[Items listed in a dataset]
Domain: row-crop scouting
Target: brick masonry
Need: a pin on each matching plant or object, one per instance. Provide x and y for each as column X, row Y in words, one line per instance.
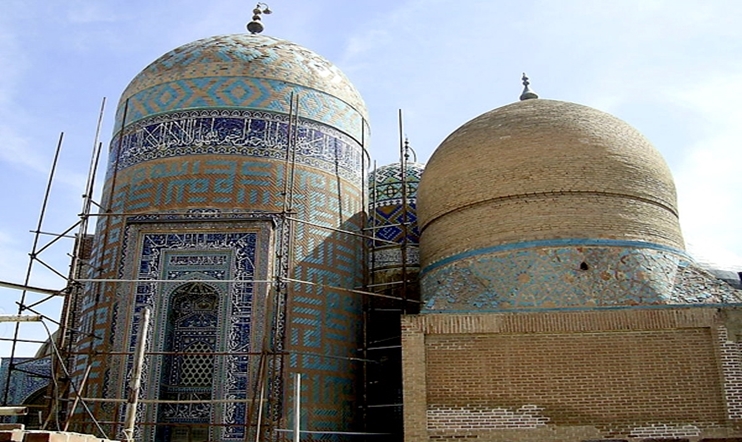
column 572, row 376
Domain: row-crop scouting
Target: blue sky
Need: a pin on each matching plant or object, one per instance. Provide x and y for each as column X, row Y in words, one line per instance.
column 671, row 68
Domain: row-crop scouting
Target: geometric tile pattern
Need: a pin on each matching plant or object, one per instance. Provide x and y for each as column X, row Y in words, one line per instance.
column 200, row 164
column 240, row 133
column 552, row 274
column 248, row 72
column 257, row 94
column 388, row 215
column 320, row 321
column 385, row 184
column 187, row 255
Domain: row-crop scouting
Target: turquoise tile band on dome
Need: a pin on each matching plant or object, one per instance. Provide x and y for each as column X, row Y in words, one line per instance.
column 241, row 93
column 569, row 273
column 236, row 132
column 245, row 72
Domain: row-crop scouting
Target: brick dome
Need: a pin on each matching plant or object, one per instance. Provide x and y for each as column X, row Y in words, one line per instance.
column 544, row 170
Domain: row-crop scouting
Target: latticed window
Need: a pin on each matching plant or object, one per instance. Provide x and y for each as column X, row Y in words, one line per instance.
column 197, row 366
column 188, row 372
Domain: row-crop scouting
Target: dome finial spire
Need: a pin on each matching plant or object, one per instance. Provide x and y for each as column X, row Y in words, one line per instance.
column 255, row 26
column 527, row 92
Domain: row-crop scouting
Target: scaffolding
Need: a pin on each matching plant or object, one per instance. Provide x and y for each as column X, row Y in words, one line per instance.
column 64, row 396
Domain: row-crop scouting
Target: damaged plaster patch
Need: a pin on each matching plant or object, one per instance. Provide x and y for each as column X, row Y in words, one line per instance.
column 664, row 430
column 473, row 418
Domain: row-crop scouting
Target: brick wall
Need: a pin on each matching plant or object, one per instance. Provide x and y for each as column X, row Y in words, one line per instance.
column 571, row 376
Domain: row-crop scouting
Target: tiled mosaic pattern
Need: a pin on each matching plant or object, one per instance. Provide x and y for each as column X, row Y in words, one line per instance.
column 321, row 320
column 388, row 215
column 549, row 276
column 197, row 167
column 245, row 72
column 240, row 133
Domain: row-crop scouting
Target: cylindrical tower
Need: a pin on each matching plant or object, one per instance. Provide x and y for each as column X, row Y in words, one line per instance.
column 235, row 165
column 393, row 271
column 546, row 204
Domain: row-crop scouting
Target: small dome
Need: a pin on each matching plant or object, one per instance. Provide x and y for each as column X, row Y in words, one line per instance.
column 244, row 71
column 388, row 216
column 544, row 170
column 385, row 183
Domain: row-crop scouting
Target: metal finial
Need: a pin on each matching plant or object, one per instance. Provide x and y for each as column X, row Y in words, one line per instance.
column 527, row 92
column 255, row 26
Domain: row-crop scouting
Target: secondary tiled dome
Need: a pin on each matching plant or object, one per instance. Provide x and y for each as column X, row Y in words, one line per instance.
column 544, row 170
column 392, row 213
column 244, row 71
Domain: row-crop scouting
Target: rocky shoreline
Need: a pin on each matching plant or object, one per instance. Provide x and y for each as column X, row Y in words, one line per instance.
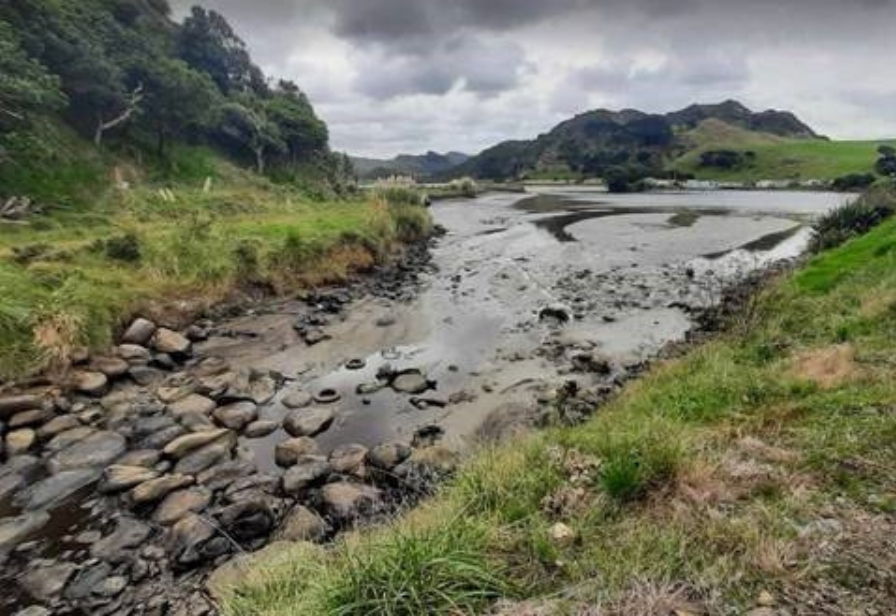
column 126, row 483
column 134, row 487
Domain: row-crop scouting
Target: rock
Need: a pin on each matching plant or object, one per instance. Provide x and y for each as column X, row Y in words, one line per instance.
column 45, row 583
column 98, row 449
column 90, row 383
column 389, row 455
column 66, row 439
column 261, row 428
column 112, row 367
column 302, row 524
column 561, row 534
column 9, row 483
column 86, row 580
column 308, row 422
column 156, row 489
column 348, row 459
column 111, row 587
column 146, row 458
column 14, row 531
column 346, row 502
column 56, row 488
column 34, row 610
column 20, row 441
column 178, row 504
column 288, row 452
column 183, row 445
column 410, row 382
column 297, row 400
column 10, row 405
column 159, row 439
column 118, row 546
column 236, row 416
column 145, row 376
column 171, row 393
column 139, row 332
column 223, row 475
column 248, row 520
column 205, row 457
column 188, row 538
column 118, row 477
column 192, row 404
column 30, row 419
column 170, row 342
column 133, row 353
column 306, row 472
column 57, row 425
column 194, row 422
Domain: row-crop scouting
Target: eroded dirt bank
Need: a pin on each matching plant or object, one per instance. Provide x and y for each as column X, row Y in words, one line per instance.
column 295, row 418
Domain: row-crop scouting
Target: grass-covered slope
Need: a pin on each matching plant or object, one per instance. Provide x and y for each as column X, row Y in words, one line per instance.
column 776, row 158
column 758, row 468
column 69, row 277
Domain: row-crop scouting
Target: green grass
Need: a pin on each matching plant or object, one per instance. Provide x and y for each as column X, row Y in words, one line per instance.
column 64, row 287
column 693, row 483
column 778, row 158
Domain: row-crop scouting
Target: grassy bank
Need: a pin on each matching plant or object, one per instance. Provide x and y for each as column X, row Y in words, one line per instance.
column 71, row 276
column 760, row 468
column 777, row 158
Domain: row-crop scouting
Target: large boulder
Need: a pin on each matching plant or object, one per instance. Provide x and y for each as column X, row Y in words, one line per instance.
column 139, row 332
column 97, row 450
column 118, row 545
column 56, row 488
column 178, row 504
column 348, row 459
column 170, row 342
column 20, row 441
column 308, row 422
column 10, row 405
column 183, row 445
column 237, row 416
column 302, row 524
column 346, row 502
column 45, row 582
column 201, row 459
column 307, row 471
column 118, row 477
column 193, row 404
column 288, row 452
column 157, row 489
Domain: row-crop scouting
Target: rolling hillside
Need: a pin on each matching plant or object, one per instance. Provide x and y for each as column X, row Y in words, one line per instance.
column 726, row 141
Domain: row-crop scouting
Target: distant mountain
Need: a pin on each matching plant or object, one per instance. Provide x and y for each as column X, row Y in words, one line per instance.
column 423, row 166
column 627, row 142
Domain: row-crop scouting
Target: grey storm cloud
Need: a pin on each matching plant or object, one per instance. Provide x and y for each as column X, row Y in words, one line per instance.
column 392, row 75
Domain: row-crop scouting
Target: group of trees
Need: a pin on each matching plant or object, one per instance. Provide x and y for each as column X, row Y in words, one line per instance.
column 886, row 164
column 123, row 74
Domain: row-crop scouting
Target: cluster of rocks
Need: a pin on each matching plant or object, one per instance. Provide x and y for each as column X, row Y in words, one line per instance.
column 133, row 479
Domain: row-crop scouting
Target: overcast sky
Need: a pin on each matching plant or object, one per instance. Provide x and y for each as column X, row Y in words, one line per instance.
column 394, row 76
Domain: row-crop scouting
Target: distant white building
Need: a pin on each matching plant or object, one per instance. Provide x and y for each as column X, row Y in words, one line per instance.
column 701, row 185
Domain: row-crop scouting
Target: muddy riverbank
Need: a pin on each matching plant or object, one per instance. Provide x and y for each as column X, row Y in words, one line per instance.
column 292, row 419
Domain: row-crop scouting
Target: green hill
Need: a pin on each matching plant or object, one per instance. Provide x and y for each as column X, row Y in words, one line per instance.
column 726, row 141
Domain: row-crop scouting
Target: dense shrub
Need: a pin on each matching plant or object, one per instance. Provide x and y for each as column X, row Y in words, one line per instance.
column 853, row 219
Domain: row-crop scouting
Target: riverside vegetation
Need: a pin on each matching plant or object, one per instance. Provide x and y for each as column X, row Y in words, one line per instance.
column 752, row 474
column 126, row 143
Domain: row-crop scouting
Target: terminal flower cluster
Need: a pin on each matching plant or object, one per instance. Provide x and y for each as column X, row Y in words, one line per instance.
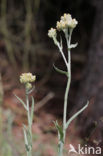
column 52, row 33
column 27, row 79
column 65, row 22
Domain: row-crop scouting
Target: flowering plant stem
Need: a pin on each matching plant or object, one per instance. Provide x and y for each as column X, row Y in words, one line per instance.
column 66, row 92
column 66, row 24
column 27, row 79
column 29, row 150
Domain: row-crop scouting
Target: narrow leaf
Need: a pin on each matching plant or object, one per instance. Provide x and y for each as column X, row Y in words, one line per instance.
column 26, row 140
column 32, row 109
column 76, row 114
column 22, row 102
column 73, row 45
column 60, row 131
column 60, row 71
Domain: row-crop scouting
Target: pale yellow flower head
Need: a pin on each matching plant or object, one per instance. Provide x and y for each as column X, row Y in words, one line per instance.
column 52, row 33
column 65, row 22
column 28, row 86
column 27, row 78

> **TASK BRIEF**
Using the entries shown above, reproduce verbatim the lines from the line bearing "Target: group of trees" to the line bearing "Target: cluster of rocks", inclusive.

> **ANSWER SECTION**
Target: group of trees
Need: a pin on each matching plant or object, one per instance. Provide x and y for each as column X, row Y in words, one line per instance.
column 886, row 164
column 123, row 74
Domain: row-crop scouting
Target: cluster of rocks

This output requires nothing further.